> **SHORT TASK**: Summarize the entry on New Scotland Yard below in two sentences.

> **SELECTION**:

- Genre: Crime drama
- Created by: Jack Williams
- Starring: John Woodvine (series 1–3) John Carlisle (series 1–3) Michael Turner (series 4) Clive Francis (series 4)
- Country of origin: United Kingdom
- No. of series: 4
- No. of episodes: 46

Production
- Executive producer: Rex Firkin
- Running time: 50 minutes (series 1) 60 minutes (series 2–4)

Original release
- Network: ITV
- Release: 22 April 1972 – 25 May 1974

= New Scotland Yard (TV series) =

British TV police drama series (1972–1974)

New Scotland Yard is a police drama series produced by London Weekend Television (LWT) for the ITV network between 1972 and 1974. It features the activities of two officers from the Criminal Investigation Department (CID) in the Metropolitan Police force headquarters at New Scotland Yard, as they dealt with the assorted villains of the day.

> **EXTRACTED MATERIAL**:

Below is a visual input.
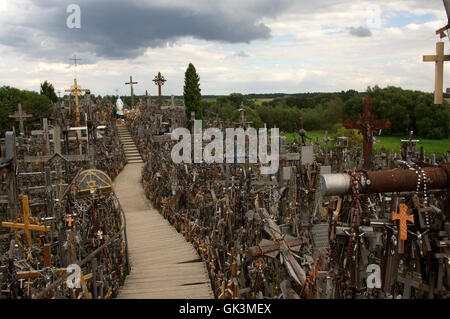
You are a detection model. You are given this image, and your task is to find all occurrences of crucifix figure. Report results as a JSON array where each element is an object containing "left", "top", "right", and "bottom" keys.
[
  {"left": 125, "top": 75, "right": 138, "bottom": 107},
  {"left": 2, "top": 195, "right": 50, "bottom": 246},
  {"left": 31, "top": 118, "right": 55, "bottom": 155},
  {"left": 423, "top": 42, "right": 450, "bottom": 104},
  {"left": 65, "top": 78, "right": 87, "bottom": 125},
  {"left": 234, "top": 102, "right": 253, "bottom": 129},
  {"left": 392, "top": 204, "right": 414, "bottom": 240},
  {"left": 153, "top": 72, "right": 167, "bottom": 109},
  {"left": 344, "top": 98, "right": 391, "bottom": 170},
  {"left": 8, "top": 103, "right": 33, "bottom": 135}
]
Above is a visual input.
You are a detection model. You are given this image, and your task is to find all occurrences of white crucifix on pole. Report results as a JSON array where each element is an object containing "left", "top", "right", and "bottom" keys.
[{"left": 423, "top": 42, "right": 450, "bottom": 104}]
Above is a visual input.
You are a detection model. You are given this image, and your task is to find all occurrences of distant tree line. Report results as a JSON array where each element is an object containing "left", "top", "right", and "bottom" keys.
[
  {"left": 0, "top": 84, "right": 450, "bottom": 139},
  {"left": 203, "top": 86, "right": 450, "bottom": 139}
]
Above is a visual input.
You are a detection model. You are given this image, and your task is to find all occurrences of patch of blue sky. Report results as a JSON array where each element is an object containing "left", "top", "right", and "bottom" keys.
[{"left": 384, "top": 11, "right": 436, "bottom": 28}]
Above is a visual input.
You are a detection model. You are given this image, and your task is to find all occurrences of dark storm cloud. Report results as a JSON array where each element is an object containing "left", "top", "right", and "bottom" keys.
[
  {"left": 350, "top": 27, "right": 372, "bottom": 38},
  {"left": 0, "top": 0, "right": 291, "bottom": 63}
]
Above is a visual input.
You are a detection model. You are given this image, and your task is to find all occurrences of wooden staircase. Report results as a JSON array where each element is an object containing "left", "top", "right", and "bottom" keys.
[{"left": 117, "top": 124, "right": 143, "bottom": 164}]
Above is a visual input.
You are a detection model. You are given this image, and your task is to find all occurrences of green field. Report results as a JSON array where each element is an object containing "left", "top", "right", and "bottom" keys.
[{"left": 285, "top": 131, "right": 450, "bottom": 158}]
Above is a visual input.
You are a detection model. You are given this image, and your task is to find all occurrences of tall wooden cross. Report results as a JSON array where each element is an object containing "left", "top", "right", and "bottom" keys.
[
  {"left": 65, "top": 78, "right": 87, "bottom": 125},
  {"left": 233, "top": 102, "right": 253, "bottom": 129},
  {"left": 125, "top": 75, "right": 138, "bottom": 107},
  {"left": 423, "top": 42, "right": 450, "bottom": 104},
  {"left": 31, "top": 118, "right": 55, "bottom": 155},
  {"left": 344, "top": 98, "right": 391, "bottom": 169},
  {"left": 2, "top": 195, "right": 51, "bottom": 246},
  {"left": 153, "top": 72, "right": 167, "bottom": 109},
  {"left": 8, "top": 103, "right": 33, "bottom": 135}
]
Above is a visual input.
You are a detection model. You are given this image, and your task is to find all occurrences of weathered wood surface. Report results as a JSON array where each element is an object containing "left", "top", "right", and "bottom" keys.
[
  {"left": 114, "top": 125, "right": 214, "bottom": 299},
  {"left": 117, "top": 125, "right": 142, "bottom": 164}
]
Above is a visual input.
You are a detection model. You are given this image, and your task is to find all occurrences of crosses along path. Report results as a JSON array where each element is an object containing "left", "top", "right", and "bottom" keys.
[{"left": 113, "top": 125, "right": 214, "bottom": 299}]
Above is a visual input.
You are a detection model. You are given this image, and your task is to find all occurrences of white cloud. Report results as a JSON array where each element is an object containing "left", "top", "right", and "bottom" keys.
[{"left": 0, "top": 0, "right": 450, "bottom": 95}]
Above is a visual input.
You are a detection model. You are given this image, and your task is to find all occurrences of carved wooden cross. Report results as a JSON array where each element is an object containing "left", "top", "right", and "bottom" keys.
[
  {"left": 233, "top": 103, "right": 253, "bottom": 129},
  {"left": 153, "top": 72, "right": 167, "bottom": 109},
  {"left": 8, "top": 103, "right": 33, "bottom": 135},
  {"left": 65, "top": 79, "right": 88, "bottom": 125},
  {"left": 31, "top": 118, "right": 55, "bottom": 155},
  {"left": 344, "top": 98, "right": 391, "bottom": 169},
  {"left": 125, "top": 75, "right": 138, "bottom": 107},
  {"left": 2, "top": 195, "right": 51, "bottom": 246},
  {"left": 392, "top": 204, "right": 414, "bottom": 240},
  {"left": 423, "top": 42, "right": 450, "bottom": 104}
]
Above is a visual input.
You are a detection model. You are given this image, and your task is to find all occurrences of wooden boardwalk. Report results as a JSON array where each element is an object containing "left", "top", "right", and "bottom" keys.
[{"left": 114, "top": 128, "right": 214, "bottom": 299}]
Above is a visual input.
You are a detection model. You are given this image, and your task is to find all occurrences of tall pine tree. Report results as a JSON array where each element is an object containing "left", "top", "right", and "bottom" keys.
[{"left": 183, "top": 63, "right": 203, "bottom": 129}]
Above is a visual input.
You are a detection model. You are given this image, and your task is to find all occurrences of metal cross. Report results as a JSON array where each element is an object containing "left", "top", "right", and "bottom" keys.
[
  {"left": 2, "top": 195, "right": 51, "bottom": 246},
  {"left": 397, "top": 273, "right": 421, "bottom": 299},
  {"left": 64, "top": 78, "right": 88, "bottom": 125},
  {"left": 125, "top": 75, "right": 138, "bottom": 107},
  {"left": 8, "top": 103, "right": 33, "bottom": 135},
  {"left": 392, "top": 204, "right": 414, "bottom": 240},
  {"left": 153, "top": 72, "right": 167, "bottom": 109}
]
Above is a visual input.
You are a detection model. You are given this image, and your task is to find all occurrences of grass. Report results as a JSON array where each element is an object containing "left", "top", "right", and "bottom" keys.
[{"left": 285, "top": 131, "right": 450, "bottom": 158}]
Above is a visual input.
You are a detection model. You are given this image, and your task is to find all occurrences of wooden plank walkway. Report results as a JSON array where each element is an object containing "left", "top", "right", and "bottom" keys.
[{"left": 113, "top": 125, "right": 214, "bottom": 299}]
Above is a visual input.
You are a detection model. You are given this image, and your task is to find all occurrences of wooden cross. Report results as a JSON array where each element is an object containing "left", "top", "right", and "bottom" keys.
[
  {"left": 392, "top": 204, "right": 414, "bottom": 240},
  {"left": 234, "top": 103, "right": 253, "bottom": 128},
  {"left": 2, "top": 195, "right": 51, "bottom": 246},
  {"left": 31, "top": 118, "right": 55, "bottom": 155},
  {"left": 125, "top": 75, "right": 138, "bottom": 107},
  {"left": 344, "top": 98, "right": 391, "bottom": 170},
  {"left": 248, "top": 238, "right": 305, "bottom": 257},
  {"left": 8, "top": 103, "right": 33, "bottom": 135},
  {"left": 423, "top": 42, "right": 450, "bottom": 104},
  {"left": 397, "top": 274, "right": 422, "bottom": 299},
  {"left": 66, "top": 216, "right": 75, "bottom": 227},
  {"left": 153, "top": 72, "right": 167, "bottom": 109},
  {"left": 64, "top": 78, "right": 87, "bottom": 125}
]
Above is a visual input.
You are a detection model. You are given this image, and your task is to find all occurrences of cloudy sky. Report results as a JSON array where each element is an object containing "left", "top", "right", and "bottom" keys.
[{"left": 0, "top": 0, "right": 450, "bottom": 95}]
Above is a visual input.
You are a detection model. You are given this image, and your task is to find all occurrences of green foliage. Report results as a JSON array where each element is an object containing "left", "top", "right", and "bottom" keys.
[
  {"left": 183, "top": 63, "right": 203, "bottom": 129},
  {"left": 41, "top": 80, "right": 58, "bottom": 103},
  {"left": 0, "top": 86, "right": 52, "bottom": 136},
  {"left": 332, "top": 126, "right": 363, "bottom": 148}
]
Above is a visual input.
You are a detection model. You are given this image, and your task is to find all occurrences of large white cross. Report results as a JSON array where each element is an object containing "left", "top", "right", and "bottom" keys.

> **TASK RESULT**: New Scotland Yard is a British crime drama series created by Jack Williams and produced by London Weekend Television for the ITV network, running for four series and 46 episodes from 22 April 1972 to 25 May 1974. It follows two officers from the Criminal Investigation Department at the Metropolitan Police headquarters at New Scotland Yard as they deal with the assorted villains of the day.